Collected data entries:
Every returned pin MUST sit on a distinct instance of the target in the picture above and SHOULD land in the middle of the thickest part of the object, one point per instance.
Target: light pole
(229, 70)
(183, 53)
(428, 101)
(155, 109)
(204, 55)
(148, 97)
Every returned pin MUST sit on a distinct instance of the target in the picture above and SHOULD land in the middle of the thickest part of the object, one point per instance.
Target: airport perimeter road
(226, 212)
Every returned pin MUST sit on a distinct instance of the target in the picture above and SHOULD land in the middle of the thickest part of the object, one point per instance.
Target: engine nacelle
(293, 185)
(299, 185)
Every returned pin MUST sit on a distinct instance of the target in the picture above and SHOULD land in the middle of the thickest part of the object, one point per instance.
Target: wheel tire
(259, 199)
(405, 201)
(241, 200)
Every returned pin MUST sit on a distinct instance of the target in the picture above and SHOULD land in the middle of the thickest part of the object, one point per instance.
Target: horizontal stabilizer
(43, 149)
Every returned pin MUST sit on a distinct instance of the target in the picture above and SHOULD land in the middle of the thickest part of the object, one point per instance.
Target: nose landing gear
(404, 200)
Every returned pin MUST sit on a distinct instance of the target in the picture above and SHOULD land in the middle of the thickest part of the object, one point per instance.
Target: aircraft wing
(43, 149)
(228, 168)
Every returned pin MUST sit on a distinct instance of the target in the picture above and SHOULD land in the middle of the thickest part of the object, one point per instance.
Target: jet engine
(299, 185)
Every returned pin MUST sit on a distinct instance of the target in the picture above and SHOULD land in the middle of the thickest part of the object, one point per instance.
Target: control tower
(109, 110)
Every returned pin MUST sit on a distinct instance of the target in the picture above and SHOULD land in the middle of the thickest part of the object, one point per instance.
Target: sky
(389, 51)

TASK ITEM => Go through the data above and repeat all of it exactly.

WRITTEN ANSWER =>
Every returned pin MUST sit on a distinct instance of the target in the picture above and SHOULD land in the middle of the thickest part of the object, one point per instance.
Target: light pole
(229, 70)
(183, 53)
(428, 101)
(155, 109)
(204, 55)
(148, 97)
Every returned pin MUST sit on a distinct instance of the target in the picture above and SHOULD land in the middle of the thickest part of the object, one point per instance.
Target: airport perimeter road
(226, 212)
Every returned pin MUST sit on a distinct instance of the target in the picture above and SHOULD land in the middle of the thickest part of the object, one point per instance.
Target: engine nacelle
(293, 185)
(299, 185)
Every returned pin MUST sit on a distinct instance of the target in the picture above and SHOULD land in the middle of the thickest part of the object, one point per instance.
Target: wheel tire
(259, 199)
(405, 201)
(241, 200)
Every returned pin MUST sit on a distinct instance of the target in the picture above and SHOULD land in the middle of the thickest part of the object, one point per instance.
Target: horizontal stabilizer
(43, 149)
Every returned pin MUST sit on a distinct instance of the target in the picture above and SHOULD land in the middle of the thickest part of the object, one point per instance.
Target: nose landing gear
(404, 200)
Every returned pin MUST sit on a distinct instance of the target in the picture above and SHOULD land in the middle of the thickest part of the object, one point per instance.
Target: aircraft wing
(43, 149)
(228, 168)
Every returned pin MUST sit on a distinct instance of the target in the picture above and SHOULD land in the middle of the thickest part of the object, one point per instance.
Target: jet engine
(299, 185)
Every returned pin MUST sit on a distinct instance of the target in the picture above and SHOULD land in the middle of the thickest part of the object, one point per instance.
Target: control tower
(109, 110)
Every returned pin MUST sit on a distinct instance of the target in the picture above and SHOULD land in the middle of the thickest part of the object, one point per instance.
Target: sky
(389, 51)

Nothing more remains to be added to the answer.